DATA SUPPLIED:
┌──

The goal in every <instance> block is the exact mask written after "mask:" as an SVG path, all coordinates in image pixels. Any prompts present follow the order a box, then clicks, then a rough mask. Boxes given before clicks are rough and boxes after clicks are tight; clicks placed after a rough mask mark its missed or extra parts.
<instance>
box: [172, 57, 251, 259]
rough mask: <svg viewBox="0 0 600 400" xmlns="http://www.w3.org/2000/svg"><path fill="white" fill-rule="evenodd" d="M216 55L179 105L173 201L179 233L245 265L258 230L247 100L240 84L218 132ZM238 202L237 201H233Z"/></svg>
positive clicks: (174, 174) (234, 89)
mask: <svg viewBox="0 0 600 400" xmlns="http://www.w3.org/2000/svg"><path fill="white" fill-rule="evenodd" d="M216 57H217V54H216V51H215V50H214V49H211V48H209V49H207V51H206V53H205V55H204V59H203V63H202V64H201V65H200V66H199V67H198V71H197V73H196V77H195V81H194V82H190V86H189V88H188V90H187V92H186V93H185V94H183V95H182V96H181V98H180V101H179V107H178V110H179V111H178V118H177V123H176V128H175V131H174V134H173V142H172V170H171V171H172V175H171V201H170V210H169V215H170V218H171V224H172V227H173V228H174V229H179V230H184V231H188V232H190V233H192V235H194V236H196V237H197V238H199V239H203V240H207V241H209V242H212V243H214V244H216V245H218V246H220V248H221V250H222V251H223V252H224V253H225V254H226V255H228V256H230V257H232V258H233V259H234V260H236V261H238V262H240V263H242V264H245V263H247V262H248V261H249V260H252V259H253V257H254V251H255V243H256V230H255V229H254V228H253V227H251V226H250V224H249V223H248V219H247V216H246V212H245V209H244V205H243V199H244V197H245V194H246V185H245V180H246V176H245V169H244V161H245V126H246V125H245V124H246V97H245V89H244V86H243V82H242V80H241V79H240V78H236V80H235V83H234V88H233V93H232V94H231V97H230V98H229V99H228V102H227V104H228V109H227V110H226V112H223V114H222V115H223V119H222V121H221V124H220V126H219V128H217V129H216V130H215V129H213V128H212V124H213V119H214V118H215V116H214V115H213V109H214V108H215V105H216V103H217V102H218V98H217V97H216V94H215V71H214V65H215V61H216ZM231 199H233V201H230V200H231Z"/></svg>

└──

BRIEF: Convert every line of the records above into a JSON list of strings, one string per line, and leave out any blank lines.

COMPLETED TASK:
[
  "The goal in every <instance> block is the exact mask written after \"mask:\" as an SVG path, all coordinates in image pixels. Any prompts present follow the order a box, then clicks, then a rough mask. Boxes given before clicks are rough and boxes after clicks are tight; clicks placed after a rough mask mark its missed or extra parts.",
  "<instance>",
  "box: [172, 57, 251, 259]",
  "rough mask: <svg viewBox=\"0 0 600 400\" xmlns=\"http://www.w3.org/2000/svg\"><path fill=\"white\" fill-rule=\"evenodd\" d=\"M216 55L179 105L173 201L179 233L245 265L258 230L247 100L240 84L218 132ZM238 202L237 201H233Z\"/></svg>",
  "positive clicks: (174, 174) (234, 89)",
  "mask: <svg viewBox=\"0 0 600 400\" xmlns=\"http://www.w3.org/2000/svg\"><path fill=\"white\" fill-rule=\"evenodd\" d=\"M216 57H217V54H216V51H215V50H214V49H211V48H209V49H207V51H206V53H205V55H204V59H203V63H202V64H201V65H200V66H199V67H198V71H197V73H196V77H195V81H194V82H190V86H189V88H188V90H187V92H186V93H185V94H183V95H182V96H181V98H180V101H179V107H178V110H179V111H178V118H177V123H176V128H175V131H174V134H173V142H172V170H171V171H172V175H171V201H170V210H169V215H170V218H171V224H172V227H173V228H174V229H179V230H184V231H188V232H190V233H192V235H194V236H196V237H197V238H199V239H203V240H207V241H209V242H212V243H214V244H216V245H218V246H220V248H221V250H222V251H223V252H224V253H225V254H226V255H228V256H230V257H232V258H233V259H234V260H236V261H238V262H240V263H242V264H245V263H247V262H248V261H249V260H252V259H253V257H254V251H255V243H256V230H255V229H254V228H253V227H251V226H250V224H249V223H248V219H247V216H246V212H245V209H244V205H243V199H244V197H245V194H246V185H245V180H246V176H245V169H244V161H245V126H246V125H245V124H246V97H245V89H244V86H243V82H242V80H241V79H240V78H236V80H235V83H234V88H233V93H232V94H231V97H230V98H229V99H228V102H227V104H228V109H227V110H226V112H223V114H222V115H223V119H222V121H221V124H220V126H219V128H217V129H216V130H215V129H213V128H212V124H213V119H214V118H215V116H214V115H213V109H214V108H215V105H216V103H217V102H218V98H217V97H216V94H215V71H214V65H215V61H216ZM231 199H233V201H230V200H231Z\"/></svg>"
]